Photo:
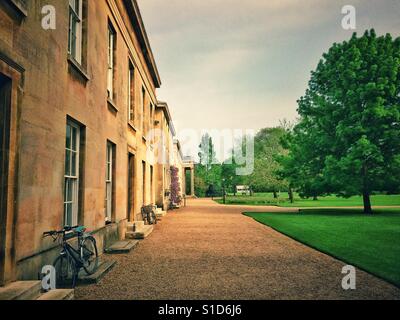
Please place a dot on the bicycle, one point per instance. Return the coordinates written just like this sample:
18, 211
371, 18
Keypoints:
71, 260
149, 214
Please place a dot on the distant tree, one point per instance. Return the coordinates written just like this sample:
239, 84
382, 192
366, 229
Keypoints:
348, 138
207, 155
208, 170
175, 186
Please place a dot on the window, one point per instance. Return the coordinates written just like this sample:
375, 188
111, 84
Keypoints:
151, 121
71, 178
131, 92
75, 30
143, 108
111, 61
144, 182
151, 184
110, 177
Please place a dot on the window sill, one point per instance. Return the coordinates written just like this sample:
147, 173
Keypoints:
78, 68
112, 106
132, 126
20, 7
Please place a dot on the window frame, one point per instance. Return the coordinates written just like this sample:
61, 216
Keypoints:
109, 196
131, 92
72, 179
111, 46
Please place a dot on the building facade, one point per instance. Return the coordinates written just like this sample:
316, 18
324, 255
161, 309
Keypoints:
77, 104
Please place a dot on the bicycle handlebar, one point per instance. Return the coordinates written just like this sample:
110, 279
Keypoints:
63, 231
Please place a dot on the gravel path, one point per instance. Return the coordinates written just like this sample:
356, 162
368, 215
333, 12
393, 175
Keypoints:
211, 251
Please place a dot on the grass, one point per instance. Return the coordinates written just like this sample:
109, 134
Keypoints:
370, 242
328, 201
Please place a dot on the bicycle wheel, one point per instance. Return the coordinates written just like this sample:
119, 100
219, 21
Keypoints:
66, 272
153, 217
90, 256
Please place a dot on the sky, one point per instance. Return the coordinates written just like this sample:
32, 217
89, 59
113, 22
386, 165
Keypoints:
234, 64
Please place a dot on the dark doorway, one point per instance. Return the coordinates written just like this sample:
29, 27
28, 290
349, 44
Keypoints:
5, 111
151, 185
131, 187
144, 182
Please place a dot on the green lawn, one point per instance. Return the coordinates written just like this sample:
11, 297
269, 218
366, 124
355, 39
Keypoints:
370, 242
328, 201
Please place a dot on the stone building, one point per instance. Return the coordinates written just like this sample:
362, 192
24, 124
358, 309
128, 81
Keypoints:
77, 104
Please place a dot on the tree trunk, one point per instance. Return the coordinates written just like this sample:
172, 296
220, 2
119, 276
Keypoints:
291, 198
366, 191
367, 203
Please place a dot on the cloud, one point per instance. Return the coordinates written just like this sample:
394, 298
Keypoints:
────────────────
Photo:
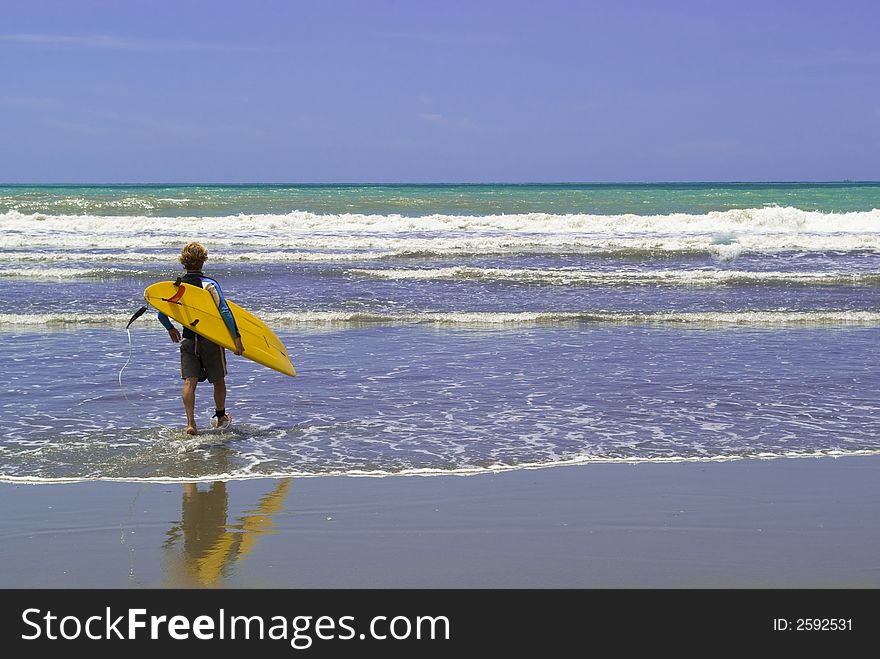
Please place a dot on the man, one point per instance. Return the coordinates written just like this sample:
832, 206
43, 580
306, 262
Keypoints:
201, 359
────────────────
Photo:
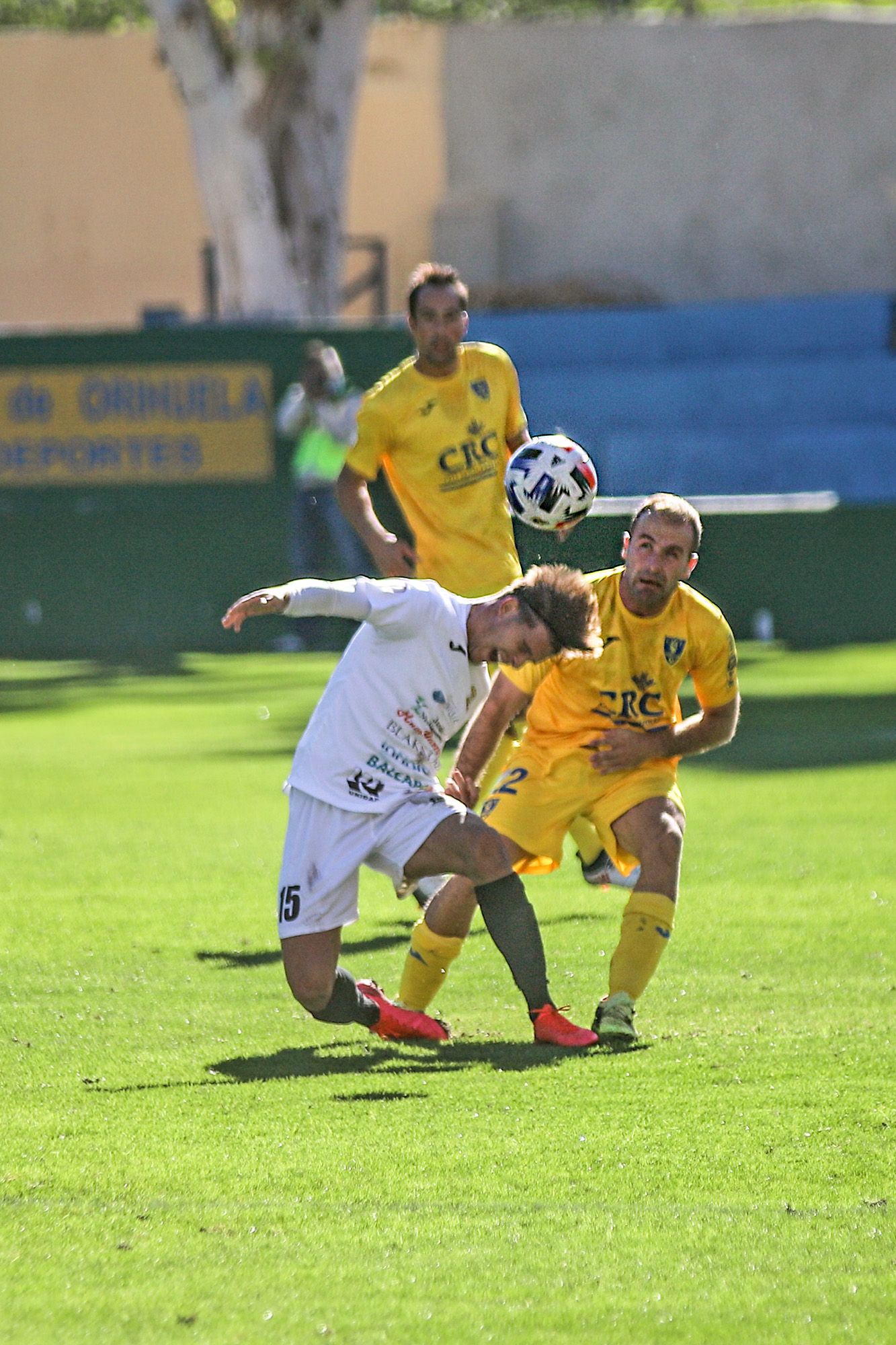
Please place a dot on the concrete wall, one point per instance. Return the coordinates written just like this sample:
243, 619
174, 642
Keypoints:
────────────────
## EXERCISE INSTRUCTIONS:
How many lines of the data above contain the string "window", counting only matches with the same case? Reply with the number alone.

## TASK SOLUTION:
3